PROBLEM: Retype the listing that follows, word for word.

EXCERPTED DATA:
>> Begin

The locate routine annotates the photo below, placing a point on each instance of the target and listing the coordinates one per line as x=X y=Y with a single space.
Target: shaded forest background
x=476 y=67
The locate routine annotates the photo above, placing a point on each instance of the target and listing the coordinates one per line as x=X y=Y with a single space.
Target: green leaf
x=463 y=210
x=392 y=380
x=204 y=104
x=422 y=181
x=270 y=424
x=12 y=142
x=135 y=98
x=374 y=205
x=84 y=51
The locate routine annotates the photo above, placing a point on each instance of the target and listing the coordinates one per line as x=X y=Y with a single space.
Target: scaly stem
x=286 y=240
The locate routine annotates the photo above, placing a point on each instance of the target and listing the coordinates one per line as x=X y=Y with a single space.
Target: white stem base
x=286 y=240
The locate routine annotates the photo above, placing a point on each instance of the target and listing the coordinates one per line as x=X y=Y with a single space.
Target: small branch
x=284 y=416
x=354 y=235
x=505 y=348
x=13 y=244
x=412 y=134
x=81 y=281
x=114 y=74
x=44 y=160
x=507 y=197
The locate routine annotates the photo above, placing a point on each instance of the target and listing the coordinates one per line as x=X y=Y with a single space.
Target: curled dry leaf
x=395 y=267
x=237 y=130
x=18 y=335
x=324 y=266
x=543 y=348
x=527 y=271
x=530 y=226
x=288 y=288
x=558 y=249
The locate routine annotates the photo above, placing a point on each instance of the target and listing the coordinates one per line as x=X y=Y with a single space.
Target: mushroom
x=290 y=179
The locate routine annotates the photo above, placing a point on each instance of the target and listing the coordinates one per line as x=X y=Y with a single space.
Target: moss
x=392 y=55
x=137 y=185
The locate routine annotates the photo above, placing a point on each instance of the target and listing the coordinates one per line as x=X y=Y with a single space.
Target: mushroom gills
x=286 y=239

>> End

SOLUTION FOR THIS EXERCISE:
The locate routine annotates the photo below, placing a point on each instance of the target and listing the coordinates one per line as x=X y=Y with a single space.
Target: shaded forest background
x=476 y=67
The locate routine annotates the photo above, placing a point on each instance of the target and listing the coordinates one per line as x=X y=Y with a single space.
Target: green leaf
x=463 y=210
x=392 y=380
x=204 y=104
x=422 y=181
x=270 y=424
x=12 y=142
x=135 y=98
x=374 y=205
x=84 y=51
The locate routine annotates the photo above, placing a point on each instance of the target and listing the coordinates one per line as x=X y=Y with a single space.
Target: scaly stem
x=286 y=240
The locate routine annotates the photo above, placing a point on each instance of the target and listing the coordinates one per line as x=X y=Y with a single space.
Target: white stem base
x=286 y=240
The locate routine annotates the photo above, placing a point on each instance of the target and listing the coordinates one per line as x=X y=Y with a single space.
Target: small branch
x=284 y=416
x=354 y=235
x=505 y=348
x=13 y=244
x=412 y=134
x=81 y=281
x=114 y=74
x=44 y=160
x=507 y=197
The locate routine annotates the photo above, placing a point on each instance of the target and listing the coordinates one per line as x=X y=Y with a single space.
Target: curled dry leaf
x=395 y=267
x=237 y=130
x=18 y=335
x=324 y=266
x=543 y=348
x=527 y=271
x=530 y=226
x=288 y=288
x=558 y=249
The locate routine annotates the photo above, placing a point on each instance of the target and listing the coordinates one per line as x=X y=Y with a single space.
Target: mushroom
x=290 y=179
The locate routine annotates the photo above, placing a point on each instance of the target and listing the coordinates one per line as x=X y=Y with a single space.
Target: moss
x=392 y=55
x=137 y=185
The locate routine annotates the photo above, placing a point on each instance of the target and listing the coordinates one per line as x=X y=Y with a single space.
Target: mushroom gills
x=286 y=239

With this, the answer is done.